■ Task item
Return the records below character for character.
=== Begin Enclosure ===
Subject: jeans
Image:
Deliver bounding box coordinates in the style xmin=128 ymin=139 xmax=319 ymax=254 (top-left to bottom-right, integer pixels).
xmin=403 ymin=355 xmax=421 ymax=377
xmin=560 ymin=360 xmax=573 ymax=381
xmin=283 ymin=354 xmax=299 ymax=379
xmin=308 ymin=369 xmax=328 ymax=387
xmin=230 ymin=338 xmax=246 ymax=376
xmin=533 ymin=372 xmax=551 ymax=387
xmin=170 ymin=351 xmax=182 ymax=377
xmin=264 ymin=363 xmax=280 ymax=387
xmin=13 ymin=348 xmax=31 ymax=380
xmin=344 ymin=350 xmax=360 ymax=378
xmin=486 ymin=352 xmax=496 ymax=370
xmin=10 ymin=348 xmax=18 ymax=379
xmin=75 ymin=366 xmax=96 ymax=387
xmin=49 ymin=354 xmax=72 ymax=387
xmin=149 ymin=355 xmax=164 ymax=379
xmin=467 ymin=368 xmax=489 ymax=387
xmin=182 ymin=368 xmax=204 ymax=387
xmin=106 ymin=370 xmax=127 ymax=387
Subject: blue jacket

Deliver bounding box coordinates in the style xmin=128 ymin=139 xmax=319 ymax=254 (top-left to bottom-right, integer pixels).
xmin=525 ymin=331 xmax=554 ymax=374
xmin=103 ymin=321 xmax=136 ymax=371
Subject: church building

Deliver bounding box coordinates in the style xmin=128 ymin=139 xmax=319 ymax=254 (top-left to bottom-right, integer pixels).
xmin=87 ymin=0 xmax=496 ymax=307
=== End Enclosure ===
■ Written solution
Subject: jeans
Image:
Deliver bounding box coordinates in the style xmin=128 ymin=139 xmax=319 ymax=254 (top-left to bottom-right, integer pixels).
xmin=403 ymin=355 xmax=421 ymax=377
xmin=560 ymin=360 xmax=573 ymax=381
xmin=283 ymin=354 xmax=299 ymax=379
xmin=308 ymin=369 xmax=328 ymax=387
xmin=230 ymin=338 xmax=246 ymax=376
xmin=533 ymin=372 xmax=551 ymax=387
xmin=170 ymin=351 xmax=182 ymax=377
xmin=264 ymin=363 xmax=280 ymax=387
xmin=13 ymin=348 xmax=31 ymax=380
xmin=344 ymin=350 xmax=360 ymax=378
xmin=486 ymin=352 xmax=496 ymax=370
xmin=10 ymin=348 xmax=18 ymax=379
xmin=75 ymin=366 xmax=96 ymax=387
xmin=49 ymin=354 xmax=72 ymax=387
xmin=149 ymin=355 xmax=164 ymax=379
xmin=467 ymin=368 xmax=489 ymax=387
xmin=182 ymin=368 xmax=204 ymax=387
xmin=106 ymin=370 xmax=127 ymax=387
Subject: blue jacket

Deliver bounding box coordinates in the style xmin=128 ymin=139 xmax=319 ymax=254 (top-left to bottom-right, integer pixels).
xmin=525 ymin=331 xmax=554 ymax=374
xmin=103 ymin=321 xmax=136 ymax=371
Subject: church building

Deliver bounding box coordinates in the style xmin=128 ymin=139 xmax=319 ymax=254 (top-left to bottom-right, integer pixels).
xmin=87 ymin=0 xmax=496 ymax=307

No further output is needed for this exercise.